# Extrait source

....

L’Eglise médiévale, certes, tonne contre l’usure (tout en utilisant largement les services, en particulier au moment de la papauté d’Avignon, d’usuriers juifs que leur religion met à l’abri des réglementations chrétiennes). Mais dans la vie quotidienne, elle n’intervient pratiquement pas contre les procédés usuraires, sauf lorsque ses intérêts sont en jeu. "Le plus souvent, note Jacques Le Goff, l’Eglise ferme les yeux" (12). Elle feint d’ignorer les multiples astuces trouvées par les marchands pour tourner l’interdit officiel. "Quand la lettre était respectée, l’Eglise acceptait plus facilement que l’esprit fût trahi. Tantôt l’intérêt payé par l’emprunteur était présenté comme un don volontaire, tantôt il prenait la forme d’une amende payée à l’expiration du délai de remboursement fixé exprès à une date trop rapprochée, amende forfaitaire payée annuellement en échange de laquelle les Lombards (13) recevaient une licence autorisant la pratique des opérations théoriquement interdites. Parfois l’usure était camouflée de telle sorte qu’il était très difficile de la déceler, comme dans le cas du change sec s’opérant à l’aide d’une lettre de change fictive mentionnant des opérations de change qui n’étaient pas réellement effectuées."

....

# Données recueillies
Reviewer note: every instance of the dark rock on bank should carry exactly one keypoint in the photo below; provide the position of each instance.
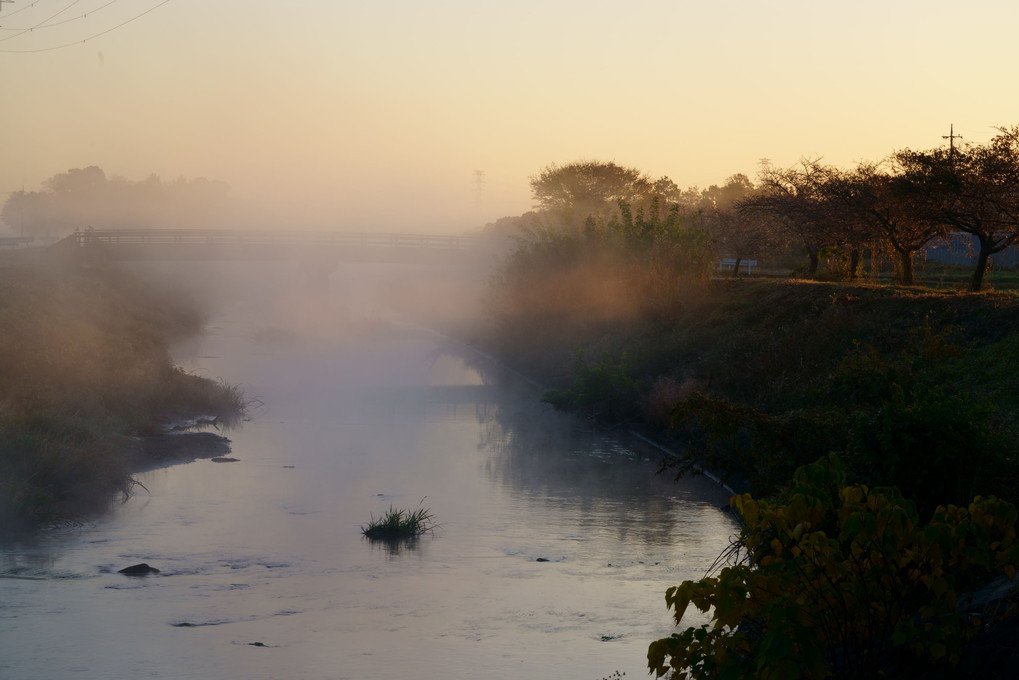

....

# Objectif
Traduisez en anglais, s’il vous plaît, cette phrase de l’extrait sur l’usure : « Elle feint d’ignorer les multiples astuces trouvées par les marchands pour tourner l’interdit officiel. » Ces données constituent un matériau distinct de l’extrait sur l’usure.

# Réponse à la tâche
It pretends to be unaware of the many tricks devised by merchants to get around the official ban.